**Extrait du texte**
La grâce à l’approche de la mort de Katheen Dowling Singh

Kathleen Dowling Singh (1946-2017) s’appropria à la fois la psychologie transpersonnelle et les traditions spirituelles pour se spécialiser dans l’accompagnement des personnes en fin de vie. Prolongeant le travail d’Elisabeth Kübler-Ross, elle traite dans ce livre de « l’intime relation qui existe entre mourir, la pratique de la contemplation, et l’épanouissement spirituel ».

« La mort nous dit-elle, capture notre attention et la ramène au présent. Et grâce à cette présence, automatiquement et naturellement, apparaît la guérison. La maladie en phase terminale n’a aucune issue – à part le suicide. Il n’y a pas d’échappatoire possible. Cette condition accapare toute notre attention ; elle impose la pleine conscience. Pour beaucoup d’entre nous, c’est la première occasion pour regarder à l’intérieur de soi. »

Son expérience d’accompagnement des mourants lui a donné une matière appropriée à la recherche :

« Ce travail de recherche, dit-elle, reconnaît trois principes en rapport avec l’expérience de l’approche de la mort et sa signification dans une existence humaine :

- Premièrement, la fin de vie peut sans aucun doute être un moment de transformation, un moment où l’on passe du sens de la tragédie au sens de la grâce vécue.

- Deuxièmement, l’expérience de l’approche de la mort apparaît comme un moment de profonde signification dans le cheminement humain ; un moment qui, en lui-même, semble offrir une transformation au niveau spirituel. (…)

- Et troisièmement, nous proposons de concevoir la fin de vie d’un être humain comme un moment d’« absorption » reflétant le fait que l’âme revient intégrer l’unité dont elle est issue originellement. »

Il est très intéressant que les étapes qu’elle distingue dans ce procès correspondent à la démarche initiatique : « elles partent des niveaux de conscience prépersonnels, passent à travers des niveaux de conscience personnels, puis aboutissent dans une conscience transpersonnelle qui réalise son identité avec l’êtreté ».

Il s’agit bien d’un chemin de retour qui fait écho aussi bien au retour en Ithaque d’Ulysse qu’au ressouvenir d’Hermès ou à la réintégration chez Martines de Pasqually, sans oublier Jung. En effet le chemin du retour suit le processus suivant : « Intégration de l’ombre et de la persona – Intégration de l’esprit et du corps – Entrée dans les univers transpersonnels – La conscience une ». Méditation, retrait, isolement, présence, silence, lâcher-prise… font partie de ce chemin qui nous plonge dans le creuset alchimique de souffrances diverses, physiques et psychiques, jusqu’à l’expérience de la grâce, du chaos à l’abandon dans la transcendance.

**Consigne**
Poursuivez la présentation du livre sur la grâce à l'approche de la mort, en reprenant juste après sa dernière phrase.

**Données à analyser**

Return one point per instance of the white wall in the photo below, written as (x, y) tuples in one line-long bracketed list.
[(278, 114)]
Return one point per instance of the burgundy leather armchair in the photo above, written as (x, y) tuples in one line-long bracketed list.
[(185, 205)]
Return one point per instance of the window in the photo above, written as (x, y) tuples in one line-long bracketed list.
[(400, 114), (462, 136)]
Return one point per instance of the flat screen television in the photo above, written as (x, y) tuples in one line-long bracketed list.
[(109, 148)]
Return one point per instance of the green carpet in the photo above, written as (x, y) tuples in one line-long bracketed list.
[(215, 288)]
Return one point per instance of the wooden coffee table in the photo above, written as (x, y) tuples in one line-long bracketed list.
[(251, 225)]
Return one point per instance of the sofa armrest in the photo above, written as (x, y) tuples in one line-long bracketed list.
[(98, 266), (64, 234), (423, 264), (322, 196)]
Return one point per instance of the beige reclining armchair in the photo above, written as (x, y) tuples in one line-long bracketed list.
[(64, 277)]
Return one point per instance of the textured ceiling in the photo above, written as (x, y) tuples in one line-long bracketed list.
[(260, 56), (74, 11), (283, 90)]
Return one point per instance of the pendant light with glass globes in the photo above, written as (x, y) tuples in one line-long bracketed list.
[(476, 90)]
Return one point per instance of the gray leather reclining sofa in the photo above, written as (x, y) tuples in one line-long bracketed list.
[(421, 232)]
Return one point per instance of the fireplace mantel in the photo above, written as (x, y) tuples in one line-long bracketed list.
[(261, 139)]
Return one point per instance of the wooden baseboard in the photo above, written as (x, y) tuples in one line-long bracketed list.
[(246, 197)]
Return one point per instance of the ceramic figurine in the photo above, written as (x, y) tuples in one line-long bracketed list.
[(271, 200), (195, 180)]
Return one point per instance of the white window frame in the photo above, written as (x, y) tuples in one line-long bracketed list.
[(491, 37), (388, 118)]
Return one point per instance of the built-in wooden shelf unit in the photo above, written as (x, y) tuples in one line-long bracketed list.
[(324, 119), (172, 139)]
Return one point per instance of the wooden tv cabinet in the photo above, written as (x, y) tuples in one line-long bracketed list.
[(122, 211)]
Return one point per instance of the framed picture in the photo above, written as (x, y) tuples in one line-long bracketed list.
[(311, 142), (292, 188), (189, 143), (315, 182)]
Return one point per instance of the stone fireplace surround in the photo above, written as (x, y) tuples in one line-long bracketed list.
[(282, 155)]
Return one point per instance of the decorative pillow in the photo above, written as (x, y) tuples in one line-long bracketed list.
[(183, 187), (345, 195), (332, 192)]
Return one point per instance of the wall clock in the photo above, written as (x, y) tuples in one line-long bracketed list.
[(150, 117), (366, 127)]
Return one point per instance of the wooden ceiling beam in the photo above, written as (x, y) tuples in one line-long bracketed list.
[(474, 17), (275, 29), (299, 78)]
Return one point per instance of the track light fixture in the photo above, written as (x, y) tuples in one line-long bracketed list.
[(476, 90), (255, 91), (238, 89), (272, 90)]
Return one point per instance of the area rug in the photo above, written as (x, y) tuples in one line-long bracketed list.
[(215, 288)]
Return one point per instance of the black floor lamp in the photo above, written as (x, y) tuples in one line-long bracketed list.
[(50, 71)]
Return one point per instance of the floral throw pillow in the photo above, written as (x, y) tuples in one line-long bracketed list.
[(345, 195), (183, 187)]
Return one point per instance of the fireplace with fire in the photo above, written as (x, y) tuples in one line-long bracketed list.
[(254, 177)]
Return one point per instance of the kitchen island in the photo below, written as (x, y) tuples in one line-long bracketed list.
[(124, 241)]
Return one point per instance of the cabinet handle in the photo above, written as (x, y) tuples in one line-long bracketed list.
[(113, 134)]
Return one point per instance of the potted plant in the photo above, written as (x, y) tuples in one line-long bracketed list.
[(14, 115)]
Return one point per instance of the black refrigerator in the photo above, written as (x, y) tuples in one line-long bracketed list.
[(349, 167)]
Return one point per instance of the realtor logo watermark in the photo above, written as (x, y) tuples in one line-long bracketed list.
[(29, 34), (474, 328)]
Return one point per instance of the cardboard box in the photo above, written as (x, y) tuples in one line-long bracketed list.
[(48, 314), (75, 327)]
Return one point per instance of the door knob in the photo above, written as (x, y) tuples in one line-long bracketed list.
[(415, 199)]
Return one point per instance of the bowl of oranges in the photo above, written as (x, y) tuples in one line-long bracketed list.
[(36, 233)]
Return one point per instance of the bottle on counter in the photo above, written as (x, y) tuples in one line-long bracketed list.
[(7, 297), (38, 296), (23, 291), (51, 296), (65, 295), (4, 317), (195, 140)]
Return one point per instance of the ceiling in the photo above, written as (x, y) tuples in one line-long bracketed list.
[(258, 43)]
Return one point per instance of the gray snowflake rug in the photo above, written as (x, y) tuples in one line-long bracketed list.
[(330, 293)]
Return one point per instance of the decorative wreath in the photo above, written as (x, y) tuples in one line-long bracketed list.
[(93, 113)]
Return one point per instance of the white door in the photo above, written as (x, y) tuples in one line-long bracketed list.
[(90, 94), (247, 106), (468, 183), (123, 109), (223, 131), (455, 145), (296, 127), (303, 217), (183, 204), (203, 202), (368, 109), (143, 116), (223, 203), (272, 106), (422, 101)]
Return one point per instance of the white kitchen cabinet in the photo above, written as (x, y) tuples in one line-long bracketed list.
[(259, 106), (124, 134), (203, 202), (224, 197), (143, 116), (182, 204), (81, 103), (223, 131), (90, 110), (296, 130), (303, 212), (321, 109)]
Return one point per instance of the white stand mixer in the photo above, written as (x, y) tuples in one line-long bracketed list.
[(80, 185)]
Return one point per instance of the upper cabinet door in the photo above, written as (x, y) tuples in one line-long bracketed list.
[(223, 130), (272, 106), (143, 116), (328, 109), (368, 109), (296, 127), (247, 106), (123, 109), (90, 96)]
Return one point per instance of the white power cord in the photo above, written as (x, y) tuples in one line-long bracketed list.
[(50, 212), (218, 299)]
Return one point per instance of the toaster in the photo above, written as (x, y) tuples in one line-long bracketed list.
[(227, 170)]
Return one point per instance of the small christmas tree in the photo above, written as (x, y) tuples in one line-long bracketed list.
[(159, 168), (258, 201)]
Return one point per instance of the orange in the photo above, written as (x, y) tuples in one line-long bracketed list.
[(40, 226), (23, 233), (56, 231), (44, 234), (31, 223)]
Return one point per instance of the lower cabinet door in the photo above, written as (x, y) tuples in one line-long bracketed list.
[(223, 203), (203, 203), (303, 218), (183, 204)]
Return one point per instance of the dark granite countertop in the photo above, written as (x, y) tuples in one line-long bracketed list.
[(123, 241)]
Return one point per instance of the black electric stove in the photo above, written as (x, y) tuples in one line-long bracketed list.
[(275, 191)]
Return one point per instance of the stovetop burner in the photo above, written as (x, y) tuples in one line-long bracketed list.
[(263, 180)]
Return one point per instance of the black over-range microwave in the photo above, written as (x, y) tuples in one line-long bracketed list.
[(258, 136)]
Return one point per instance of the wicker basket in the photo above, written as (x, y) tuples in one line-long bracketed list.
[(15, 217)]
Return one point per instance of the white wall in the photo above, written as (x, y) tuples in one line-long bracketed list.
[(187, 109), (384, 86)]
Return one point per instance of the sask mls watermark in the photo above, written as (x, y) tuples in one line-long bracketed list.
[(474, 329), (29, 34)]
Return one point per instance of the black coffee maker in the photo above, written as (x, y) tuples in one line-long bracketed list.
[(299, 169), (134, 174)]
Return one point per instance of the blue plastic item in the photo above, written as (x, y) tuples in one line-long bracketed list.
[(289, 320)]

**Réponse de l'exercice**
Kathleen Dowling Singh aborde également l’expérience de l’accompagnant car, par un effet de miroir, accompagner une personne en fin de vie, ouvre aux dimensions du mystère de la mort. Loin de nier les difficultés d’un tel parcours, elle en éclaire toutes les dimensions et notamment cette terrible solitude, cette peur première et ultime qui par renversement pointe vers l’unité.

En annexe de ce livre, l’un des meilleurs disponibles en langue française, sur le sujet, nous trouvons deux outils intéressants, la cartographie soufie des niveaux de conscience qui peut s’appliquer aussi bien aux étapes vécues dans une vie de plus en plus consciente que de manière condensée en fin de vie. Ceci pourrait indiquer que notre vie n’est qu’une préparation, plus ou moins réussie, voire une répétition, de nos derniers moments. L’autre outil est l’échelle d’évaluation de performance de Karnovsky, extrait du Manuel d’Oxford de médecine palliative, qui permet de mesurer l’impact de la détérioration due à la maladie en phase terminale. Kathleen Dowling Singh interroge cet outil qui se cantonne à la perspective médicale. Elle compare alors plusieurs modèles, soufi, de Washburn, de Wilber et de Karnofsky.

Elle nous invite à créer « l’environnement et les conditions qui facilitent le mouvement à travers les transformations de la fin de vie. Il nous reste à souhaiter que ce livre contribue à rompre le carcan de préjugés qui étouffe la France sur le sujet de la mort et qu’enfin, à l’instar de nos amis belges, nous puissions aborder sereinement cet accompagnement et la possibilité de l’euthanasie.